Who Said It?
“Slower population growth, including less legal immigration and stopping illegal immigration, would reduce pressures on the environment and the depletion of resources as well as gain time to find solutions to the nation’s problems.”
A) Former director of the U.N. Population Division Joseph Chamie? Or
B) Fox News host Tucker Carlson?
The answer is….
…A) Chamie – but it’s a trick question, since both commentators are asking big questions about our immigration-driven population policy.
“How big do we want to be?” is a pretty basic question that – like so many fundamental questions – gets short shrift among pundits and politicians who rarely look beyond the daily news cycle. “Bigger” is not an answer. Carlson suggests that the world of forever growth “cannot last.”
Chamie suggests it will not last, but nations who embrace stabilization will sooner “address problems such as climate change, environmental degradation, poverty, homelessness, extreme socio-economic inequalities and human rights abuses.”
When it comes to “interminable population growth that benefits some people at the expense of human wellbeing and sustainability,” as Chamie puts it, there are a lot of hucksters with media platforms, and they’re selling mass immigration (not moderated immigration – mass immigration).
Population growth in the U.S. slowed but added another 20 million Americans over the last decade. That’s the equivalent of adding another two Los Angeles counties.
The benefits of an immigration policy that prioritizes per capita prosperity over GDP include higher wages, longer productive lives, more intergenerational caregiving among families, shorter commutes, and more breathing room.

--- Available data ---
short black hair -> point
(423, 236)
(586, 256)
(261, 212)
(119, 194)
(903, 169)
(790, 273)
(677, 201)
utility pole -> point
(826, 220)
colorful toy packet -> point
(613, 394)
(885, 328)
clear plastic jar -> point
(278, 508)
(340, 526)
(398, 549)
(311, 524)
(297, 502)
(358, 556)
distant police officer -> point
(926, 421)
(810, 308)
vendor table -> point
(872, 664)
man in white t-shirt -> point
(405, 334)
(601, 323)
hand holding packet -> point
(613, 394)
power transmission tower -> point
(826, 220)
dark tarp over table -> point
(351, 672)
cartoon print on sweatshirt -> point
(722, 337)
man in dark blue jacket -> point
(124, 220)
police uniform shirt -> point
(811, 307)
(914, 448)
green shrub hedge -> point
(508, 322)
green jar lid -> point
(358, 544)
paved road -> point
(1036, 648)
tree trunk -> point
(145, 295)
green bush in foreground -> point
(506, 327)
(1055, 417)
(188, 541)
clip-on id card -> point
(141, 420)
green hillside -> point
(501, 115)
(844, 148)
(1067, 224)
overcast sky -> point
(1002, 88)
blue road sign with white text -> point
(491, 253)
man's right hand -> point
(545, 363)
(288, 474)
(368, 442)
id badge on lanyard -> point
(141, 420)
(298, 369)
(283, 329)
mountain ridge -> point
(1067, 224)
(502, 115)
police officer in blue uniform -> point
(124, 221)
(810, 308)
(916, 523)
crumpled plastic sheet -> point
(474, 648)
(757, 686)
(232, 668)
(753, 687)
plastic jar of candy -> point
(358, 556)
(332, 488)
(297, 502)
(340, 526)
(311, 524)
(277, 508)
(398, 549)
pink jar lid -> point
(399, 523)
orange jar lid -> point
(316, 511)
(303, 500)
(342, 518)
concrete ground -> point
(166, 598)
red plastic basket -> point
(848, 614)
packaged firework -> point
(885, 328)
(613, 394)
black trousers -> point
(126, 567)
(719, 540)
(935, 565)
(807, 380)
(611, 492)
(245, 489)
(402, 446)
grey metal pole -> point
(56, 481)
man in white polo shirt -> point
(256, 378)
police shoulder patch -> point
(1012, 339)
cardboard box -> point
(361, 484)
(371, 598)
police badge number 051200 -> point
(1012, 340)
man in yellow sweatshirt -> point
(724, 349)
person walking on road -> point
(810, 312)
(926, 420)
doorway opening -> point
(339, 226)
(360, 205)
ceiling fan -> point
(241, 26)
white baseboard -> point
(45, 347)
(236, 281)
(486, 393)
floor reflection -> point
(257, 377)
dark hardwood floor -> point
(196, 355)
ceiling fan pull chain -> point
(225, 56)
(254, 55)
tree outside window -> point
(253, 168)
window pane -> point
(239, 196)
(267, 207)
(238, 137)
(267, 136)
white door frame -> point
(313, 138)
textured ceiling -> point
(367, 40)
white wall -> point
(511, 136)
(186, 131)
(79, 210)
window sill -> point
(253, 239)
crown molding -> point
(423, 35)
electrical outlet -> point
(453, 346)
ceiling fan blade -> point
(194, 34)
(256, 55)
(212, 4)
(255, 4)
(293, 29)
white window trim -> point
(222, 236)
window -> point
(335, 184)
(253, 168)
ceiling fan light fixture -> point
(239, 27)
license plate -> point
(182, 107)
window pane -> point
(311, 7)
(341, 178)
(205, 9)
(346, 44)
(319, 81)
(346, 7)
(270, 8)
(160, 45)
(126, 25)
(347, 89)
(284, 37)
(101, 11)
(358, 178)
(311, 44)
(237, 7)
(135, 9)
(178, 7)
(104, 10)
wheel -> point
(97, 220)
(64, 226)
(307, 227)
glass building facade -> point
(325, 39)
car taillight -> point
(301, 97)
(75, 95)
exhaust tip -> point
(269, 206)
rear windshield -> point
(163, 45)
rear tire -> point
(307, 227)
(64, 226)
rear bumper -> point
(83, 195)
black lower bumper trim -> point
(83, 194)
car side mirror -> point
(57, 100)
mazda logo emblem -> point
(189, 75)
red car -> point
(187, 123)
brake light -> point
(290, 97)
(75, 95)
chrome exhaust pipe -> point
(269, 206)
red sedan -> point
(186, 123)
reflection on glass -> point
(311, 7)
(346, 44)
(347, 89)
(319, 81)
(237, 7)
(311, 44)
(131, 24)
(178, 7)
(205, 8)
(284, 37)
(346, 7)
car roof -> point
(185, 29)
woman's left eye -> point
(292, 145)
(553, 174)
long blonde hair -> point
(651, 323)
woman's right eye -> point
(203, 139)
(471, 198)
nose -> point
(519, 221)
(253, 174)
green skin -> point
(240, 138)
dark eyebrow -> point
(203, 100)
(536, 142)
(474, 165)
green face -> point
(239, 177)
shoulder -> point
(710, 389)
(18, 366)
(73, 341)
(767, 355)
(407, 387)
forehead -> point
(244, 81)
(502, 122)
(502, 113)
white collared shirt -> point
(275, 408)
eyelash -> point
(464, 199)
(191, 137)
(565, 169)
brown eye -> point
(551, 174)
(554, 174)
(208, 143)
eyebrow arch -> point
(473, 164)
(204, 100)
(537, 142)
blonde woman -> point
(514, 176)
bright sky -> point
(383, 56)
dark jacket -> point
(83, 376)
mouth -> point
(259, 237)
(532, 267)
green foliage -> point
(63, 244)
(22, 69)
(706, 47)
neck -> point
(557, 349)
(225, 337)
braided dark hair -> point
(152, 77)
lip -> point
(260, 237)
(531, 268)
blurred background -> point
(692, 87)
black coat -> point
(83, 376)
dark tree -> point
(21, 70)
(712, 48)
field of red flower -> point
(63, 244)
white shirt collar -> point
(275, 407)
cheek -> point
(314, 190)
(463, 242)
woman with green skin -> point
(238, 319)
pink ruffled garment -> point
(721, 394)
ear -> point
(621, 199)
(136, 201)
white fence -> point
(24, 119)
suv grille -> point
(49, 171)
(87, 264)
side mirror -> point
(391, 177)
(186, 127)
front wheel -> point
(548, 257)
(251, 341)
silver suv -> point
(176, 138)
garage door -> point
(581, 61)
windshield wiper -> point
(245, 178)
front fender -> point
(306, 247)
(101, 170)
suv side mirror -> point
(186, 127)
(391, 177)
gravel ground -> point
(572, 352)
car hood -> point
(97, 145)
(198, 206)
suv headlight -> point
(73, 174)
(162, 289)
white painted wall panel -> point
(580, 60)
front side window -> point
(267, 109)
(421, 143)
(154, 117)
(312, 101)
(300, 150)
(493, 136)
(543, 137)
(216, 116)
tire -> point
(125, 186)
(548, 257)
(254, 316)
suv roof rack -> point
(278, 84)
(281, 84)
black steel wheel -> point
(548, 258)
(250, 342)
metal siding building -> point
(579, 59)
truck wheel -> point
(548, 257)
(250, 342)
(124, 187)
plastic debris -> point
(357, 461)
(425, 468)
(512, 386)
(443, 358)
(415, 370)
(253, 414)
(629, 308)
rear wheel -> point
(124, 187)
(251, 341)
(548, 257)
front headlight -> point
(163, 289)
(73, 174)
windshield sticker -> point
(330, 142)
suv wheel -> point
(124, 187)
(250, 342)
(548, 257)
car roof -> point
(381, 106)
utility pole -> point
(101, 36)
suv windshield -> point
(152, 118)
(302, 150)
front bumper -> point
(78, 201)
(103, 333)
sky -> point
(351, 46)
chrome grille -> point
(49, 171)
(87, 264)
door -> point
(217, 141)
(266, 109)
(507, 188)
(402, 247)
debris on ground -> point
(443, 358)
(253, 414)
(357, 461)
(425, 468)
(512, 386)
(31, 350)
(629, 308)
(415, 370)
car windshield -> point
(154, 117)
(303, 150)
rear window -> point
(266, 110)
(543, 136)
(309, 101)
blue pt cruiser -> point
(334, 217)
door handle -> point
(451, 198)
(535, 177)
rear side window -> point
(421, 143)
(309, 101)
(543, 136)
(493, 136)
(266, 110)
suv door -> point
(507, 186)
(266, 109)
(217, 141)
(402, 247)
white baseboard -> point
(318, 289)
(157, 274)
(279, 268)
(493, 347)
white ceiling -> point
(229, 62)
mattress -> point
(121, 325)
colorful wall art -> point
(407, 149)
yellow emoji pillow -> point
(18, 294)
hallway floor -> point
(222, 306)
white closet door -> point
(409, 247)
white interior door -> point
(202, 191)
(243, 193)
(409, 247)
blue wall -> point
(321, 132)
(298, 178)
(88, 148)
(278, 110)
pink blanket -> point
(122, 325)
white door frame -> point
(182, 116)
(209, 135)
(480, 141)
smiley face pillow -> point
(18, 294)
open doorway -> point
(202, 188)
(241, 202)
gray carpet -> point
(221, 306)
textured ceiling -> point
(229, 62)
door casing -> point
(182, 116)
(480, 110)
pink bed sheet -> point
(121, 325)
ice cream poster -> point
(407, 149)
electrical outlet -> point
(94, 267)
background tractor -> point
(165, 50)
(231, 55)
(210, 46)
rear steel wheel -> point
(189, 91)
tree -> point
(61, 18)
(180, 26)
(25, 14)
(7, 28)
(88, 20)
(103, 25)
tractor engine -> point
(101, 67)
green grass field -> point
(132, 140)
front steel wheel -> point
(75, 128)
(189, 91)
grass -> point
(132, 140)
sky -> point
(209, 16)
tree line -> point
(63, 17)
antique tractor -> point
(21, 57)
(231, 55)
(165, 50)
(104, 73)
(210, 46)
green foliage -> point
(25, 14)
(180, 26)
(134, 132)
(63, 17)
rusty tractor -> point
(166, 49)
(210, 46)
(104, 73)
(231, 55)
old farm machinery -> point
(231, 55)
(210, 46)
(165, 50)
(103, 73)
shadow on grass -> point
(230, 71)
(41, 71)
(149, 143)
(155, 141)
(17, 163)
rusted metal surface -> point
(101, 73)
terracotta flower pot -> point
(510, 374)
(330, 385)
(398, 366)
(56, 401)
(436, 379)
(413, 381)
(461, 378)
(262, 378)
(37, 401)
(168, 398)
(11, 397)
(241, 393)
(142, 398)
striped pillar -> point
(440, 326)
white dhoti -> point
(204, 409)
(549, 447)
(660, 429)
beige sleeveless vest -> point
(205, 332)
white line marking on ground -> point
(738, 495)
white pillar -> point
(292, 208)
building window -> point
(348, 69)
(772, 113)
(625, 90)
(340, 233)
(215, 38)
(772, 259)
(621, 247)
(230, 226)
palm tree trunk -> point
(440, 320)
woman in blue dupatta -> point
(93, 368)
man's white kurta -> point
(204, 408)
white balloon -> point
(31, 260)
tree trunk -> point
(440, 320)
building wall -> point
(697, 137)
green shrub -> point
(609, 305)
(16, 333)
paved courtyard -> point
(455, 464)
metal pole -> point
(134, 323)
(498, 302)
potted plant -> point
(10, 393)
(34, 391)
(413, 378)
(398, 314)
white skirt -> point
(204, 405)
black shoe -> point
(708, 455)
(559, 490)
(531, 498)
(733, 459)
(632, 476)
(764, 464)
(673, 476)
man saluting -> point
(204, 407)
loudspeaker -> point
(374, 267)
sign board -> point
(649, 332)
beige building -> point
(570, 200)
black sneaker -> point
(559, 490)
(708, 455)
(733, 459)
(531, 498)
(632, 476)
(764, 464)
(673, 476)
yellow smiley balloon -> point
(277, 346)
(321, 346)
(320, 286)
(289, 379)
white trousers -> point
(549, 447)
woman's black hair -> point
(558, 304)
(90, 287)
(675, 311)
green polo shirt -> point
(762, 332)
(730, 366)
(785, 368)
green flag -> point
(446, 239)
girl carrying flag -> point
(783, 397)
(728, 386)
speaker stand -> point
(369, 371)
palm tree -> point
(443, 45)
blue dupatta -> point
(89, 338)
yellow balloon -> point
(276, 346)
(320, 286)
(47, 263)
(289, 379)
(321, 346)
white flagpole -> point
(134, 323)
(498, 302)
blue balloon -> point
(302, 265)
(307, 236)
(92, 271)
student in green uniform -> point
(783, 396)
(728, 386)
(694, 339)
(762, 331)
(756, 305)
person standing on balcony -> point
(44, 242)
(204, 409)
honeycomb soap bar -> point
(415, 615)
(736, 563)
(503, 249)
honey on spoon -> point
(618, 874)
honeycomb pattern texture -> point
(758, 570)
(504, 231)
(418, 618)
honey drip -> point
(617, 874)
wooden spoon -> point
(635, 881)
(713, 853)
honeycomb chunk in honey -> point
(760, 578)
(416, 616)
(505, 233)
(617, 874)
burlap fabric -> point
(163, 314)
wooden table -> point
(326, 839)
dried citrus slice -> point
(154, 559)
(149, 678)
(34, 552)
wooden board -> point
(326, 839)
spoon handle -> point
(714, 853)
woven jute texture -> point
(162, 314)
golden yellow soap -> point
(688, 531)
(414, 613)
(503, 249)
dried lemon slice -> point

--- To be done ---
a - Transcribe the article on population growth word for word, starting at "When it comes" and ending after "Los Angeles counties.".
b - Pull out every line of the records that contains the string "debris".
The records have no connection to the article on population growth.

--- Solved problems ---
a -
When it comes to “interminable population growth that benefits some people at the expense of human wellbeing and sustainability,” as Chamie puts it, there are a lot of hucksters with media platforms, and they’re selling mass immigration (not moderated immigration – mass immigration).
Population growth in the U.S. slowed but added another 20 million Americans over the last decade. That’s the equivalent of adding another two Los Angeles counties.

b -
plastic debris -> point
debris on ground -> point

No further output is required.